Passage provided:
------------

The Collegian
Tuesday, April 08, 2025

‘Nobody is coming to help us’: citizen journalist talks dangers of neo-Nazism without intervention

Editor’s note: Maria Byrnes, an organizer of this event, is the city and state editor of the Collegian. 

Don’t try to be perfectly objective or neutral when covering far-right extremism and don’t expect that the cops will respect your rights, said a citizen journalist and neo-Nazi expert Molly Conger at a talk at the University of Richmond on April 2. 

Conger, the host of the podcast “Weird Little Guys,” brought out a 30-person audience in a history and journalism department hosted Q&A session titled: “Public History, Journalism, & Activism: A Conversation with Molly Conger.”

During the talk, Conger was joined by history professor Michelle Kahn and sophomore Maria Byrnes.

Conger said she became a journalist “all on accident.” Her curiosity was sparked by the 2017 Unite the Right rally in her hometown of Charlottesville, Va. 

“I wanted to know what happened to us. It was selfish. It was for me, for my neighbors,” she said. “I was in a place that had been wounded.”

The far-right protesters, a group of roughly 400 carrying lit torches, encircled a group of counterprotesters on the University of Virginia’s campus, Conger explained. These protesters were exercising their first amendment rights until they trapped that group of students, staff and antifa, she continued.

------------

Record excerpts:
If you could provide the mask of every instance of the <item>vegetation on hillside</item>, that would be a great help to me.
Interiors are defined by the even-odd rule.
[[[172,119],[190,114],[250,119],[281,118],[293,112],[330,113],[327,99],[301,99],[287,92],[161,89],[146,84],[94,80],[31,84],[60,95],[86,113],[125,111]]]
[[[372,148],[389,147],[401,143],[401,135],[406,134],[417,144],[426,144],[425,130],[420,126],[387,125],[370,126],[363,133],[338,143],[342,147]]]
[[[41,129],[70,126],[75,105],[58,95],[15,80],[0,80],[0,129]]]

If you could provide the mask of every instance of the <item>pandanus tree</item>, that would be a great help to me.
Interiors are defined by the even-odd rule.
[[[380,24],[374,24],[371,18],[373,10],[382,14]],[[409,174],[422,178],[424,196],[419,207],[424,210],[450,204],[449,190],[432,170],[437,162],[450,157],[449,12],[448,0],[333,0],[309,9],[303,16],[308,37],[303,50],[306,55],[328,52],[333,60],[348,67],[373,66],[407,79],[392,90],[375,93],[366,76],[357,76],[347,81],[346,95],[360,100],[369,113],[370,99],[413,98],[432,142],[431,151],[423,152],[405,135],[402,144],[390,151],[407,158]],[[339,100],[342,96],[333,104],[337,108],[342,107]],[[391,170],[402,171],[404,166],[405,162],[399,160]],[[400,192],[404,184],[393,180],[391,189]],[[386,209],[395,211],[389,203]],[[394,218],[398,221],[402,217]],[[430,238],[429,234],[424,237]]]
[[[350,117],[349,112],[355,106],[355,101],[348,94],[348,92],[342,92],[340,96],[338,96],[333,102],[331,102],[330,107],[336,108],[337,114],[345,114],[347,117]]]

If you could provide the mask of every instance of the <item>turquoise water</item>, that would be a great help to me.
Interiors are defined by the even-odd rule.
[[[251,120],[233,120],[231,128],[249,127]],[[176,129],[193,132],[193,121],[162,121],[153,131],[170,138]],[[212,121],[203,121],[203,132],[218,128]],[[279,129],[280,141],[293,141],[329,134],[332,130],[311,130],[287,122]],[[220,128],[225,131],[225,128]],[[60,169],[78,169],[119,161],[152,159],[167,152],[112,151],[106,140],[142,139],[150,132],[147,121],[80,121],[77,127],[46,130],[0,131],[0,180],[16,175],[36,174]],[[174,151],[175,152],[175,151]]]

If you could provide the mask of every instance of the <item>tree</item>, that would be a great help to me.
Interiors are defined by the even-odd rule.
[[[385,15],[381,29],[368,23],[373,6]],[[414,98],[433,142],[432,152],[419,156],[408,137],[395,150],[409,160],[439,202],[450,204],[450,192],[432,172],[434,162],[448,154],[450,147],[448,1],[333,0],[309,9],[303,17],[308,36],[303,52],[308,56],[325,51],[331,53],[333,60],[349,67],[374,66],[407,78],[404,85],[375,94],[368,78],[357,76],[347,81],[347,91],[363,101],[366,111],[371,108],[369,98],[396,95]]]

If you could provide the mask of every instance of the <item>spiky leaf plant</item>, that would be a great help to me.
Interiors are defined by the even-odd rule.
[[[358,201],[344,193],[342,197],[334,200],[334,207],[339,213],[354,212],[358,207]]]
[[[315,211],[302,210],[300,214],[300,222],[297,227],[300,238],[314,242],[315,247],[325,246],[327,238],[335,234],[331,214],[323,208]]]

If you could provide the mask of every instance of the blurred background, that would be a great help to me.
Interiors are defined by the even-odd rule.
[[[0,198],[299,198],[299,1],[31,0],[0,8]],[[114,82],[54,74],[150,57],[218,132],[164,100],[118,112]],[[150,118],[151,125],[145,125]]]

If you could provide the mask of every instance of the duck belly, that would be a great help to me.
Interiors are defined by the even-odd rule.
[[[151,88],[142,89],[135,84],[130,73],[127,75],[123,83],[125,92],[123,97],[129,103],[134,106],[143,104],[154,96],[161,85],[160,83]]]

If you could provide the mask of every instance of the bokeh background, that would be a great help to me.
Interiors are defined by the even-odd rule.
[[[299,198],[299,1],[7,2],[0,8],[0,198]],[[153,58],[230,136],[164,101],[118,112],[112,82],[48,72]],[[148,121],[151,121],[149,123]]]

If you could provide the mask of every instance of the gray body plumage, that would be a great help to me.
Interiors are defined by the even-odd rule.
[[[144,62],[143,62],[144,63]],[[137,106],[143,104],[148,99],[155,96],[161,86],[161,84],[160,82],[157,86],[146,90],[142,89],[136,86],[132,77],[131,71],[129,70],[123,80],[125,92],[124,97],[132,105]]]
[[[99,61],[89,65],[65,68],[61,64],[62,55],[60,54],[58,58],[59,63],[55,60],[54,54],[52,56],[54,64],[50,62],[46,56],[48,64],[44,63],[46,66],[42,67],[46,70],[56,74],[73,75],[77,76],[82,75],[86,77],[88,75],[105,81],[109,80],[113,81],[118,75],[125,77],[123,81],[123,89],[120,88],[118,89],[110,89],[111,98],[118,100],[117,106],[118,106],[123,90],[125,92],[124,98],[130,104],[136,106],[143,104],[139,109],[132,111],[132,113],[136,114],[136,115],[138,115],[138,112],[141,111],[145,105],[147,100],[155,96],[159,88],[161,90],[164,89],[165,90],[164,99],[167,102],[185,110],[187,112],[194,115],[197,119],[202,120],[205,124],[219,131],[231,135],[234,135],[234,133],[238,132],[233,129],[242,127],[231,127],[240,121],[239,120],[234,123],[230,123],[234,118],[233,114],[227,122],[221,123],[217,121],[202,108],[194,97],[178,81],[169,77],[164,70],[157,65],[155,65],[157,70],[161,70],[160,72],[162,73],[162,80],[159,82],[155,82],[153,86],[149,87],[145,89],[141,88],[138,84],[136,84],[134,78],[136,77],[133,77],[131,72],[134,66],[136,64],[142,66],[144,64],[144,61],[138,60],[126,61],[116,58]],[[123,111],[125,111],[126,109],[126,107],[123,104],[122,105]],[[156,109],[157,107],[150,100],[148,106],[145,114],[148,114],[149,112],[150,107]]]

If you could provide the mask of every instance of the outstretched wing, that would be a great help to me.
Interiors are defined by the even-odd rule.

------------

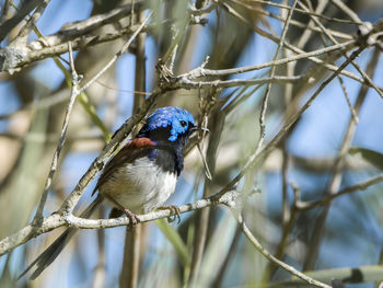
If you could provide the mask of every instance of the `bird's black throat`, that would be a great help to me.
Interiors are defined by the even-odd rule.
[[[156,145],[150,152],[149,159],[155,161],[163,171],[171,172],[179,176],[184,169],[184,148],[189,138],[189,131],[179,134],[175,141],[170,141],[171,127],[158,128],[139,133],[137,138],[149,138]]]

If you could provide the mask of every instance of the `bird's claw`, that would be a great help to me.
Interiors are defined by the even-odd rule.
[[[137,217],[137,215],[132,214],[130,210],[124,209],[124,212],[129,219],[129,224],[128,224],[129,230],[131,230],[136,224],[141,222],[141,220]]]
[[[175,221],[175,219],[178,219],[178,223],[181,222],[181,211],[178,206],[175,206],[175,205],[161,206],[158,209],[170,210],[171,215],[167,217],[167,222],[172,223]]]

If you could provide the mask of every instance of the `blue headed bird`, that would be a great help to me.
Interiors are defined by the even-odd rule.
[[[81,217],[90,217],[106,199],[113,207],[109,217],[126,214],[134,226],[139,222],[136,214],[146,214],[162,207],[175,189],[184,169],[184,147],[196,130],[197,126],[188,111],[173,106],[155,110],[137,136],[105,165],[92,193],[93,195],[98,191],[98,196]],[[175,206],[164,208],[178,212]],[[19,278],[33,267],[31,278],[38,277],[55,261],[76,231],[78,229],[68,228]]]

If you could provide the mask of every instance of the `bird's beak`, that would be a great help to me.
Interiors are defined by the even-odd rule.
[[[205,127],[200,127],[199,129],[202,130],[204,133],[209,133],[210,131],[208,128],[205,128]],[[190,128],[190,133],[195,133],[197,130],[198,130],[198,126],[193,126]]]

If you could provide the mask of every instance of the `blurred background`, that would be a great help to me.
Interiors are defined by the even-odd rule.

------------

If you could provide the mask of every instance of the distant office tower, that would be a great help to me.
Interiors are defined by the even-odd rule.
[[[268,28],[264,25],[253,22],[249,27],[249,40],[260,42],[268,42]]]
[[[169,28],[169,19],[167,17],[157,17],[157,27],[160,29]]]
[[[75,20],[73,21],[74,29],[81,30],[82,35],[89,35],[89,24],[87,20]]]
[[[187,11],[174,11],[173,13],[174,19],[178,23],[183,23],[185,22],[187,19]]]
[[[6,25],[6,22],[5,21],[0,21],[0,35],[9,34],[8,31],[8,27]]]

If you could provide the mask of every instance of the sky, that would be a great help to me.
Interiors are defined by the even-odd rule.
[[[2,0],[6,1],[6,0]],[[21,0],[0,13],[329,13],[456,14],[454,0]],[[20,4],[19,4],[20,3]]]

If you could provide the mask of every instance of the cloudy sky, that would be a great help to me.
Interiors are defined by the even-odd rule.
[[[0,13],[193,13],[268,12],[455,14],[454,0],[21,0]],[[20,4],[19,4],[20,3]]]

------------

Exercise set:
**1.** Output verbatim the passage of the Collegian article that begins with "During the talk, Conger" and continues through "of Charlottesville, Va.".
**2.** Return, unchanged, the lines of the rows from the one containing "of the <item>vegetation" through the one containing "[[[41,129],[70,126],[75,105],[58,95],[15,80],[0,80],[0,129]]]", including both of those lines.
The Collegian article and the rows come from unrelated sources.

Answers to the problems:
**1.**
During the talk, Conger was joined by history professor Michelle Kahn and sophomore Maria Byrnes.

Conger said she became a journalist “all on accident.” Her curiosity was sparked by the 2017 Unite the Right rally in her hometown of Charlottesville, Va.

**2.**
If you could provide the mask of every instance of the <item>vegetation on hillside</item>, that would be a great help to me.
Interiors are defined by the even-odd rule.
[[[172,119],[190,114],[250,119],[281,118],[293,112],[330,113],[327,99],[301,99],[287,92],[161,89],[146,84],[94,80],[31,84],[60,95],[86,113],[125,111]]]
[[[372,148],[389,147],[401,143],[401,135],[406,134],[417,144],[426,144],[425,130],[420,126],[387,125],[370,126],[363,133],[338,143],[342,147]]]
[[[41,129],[70,126],[75,105],[58,95],[15,80],[0,80],[0,129]]]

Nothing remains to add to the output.